What is needed: Return each line from the items below that contains the word "rattan", copying every such line in full.

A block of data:
»»
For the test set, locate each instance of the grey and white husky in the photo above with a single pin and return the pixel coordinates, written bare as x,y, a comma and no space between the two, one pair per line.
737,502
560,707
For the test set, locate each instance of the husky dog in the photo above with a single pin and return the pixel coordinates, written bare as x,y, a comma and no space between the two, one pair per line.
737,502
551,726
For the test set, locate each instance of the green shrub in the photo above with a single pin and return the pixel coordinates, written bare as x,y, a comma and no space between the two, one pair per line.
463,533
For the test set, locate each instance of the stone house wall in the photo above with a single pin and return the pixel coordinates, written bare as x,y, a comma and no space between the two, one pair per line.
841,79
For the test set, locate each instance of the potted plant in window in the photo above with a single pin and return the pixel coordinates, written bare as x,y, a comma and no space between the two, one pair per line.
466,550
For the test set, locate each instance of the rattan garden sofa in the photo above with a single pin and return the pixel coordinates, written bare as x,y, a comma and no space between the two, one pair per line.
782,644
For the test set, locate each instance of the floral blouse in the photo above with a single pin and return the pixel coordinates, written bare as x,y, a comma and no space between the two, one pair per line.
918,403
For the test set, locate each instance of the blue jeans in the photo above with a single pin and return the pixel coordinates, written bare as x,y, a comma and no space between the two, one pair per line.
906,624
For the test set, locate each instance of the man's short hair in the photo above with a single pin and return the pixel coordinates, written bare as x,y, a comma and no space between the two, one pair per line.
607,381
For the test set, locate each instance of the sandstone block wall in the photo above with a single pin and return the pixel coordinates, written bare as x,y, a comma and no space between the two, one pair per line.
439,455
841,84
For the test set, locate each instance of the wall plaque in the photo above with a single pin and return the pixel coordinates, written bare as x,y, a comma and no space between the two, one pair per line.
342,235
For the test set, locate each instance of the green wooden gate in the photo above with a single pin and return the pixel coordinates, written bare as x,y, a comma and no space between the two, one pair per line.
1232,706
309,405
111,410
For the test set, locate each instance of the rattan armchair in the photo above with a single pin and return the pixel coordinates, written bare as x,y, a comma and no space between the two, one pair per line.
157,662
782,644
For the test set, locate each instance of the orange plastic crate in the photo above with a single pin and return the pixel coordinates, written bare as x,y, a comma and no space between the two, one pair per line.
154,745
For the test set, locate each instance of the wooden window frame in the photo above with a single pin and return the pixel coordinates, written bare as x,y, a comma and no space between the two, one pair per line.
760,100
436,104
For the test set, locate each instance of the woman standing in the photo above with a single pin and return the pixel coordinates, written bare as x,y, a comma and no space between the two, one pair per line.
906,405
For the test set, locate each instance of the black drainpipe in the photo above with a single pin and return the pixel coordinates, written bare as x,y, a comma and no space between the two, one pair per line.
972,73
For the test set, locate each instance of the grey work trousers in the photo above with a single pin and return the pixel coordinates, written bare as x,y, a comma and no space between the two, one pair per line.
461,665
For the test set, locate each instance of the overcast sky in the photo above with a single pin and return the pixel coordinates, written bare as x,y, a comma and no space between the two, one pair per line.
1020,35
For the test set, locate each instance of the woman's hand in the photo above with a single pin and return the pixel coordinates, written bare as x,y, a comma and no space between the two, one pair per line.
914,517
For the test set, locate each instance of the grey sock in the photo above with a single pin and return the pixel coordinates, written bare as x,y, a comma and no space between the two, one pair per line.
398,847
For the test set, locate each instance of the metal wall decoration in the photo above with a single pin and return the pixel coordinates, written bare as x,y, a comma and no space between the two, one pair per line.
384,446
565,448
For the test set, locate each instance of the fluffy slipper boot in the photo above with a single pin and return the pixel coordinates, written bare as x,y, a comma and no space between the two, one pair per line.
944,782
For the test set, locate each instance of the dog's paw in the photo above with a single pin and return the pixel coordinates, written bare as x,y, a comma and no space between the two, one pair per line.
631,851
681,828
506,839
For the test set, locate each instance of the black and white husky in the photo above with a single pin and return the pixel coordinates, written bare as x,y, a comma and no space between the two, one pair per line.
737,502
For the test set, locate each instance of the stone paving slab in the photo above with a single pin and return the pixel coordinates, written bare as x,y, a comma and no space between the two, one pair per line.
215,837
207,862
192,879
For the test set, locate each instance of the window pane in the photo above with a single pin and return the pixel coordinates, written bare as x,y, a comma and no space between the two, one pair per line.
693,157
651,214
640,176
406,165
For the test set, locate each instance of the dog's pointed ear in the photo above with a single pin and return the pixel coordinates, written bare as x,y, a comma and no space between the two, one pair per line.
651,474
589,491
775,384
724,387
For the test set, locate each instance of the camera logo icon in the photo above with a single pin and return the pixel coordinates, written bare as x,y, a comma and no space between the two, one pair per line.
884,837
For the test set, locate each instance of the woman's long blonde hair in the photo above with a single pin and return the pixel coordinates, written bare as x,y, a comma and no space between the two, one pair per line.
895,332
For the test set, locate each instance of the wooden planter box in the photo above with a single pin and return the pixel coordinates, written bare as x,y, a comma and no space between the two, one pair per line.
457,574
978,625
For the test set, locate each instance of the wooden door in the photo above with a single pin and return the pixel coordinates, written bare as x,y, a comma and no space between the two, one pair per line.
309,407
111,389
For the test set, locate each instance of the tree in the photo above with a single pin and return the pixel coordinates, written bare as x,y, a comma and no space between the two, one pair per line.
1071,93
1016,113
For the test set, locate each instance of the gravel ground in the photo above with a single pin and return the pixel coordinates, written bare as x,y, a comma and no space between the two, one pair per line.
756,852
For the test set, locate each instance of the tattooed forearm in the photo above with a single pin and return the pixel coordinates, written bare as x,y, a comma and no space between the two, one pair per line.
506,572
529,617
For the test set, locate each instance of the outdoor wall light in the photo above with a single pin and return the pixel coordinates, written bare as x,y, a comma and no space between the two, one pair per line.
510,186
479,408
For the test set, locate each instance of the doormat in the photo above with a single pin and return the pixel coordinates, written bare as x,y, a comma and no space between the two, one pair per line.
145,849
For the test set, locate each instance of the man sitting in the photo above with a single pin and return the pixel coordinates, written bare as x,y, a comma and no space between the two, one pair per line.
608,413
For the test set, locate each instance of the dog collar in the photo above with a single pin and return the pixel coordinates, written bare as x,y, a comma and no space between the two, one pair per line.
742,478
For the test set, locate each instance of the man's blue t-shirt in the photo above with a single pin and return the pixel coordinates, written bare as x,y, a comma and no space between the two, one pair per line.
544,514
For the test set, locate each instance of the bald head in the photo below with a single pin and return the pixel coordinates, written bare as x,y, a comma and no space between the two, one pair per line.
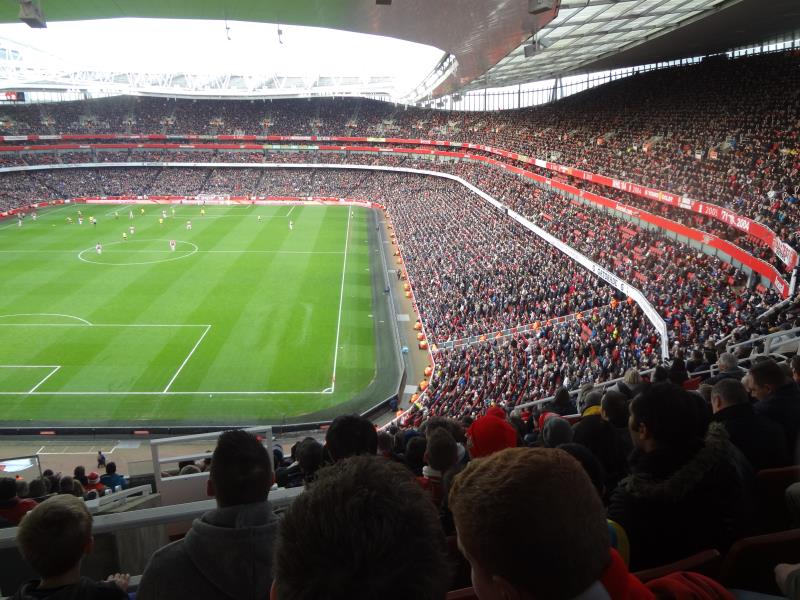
««
The result:
For the test set, locate each instance of the rattan garden sofa in the photo above with a single pin and return the pixel coordinates, written bare as x,y, a comma and no space between the two, one pair per line.
For the test set, locate each instance of the rattan armchair in the photo above with a single pin and return the pixel coordinates, written bare as x,y, a comma and no space between the two, one pair per line.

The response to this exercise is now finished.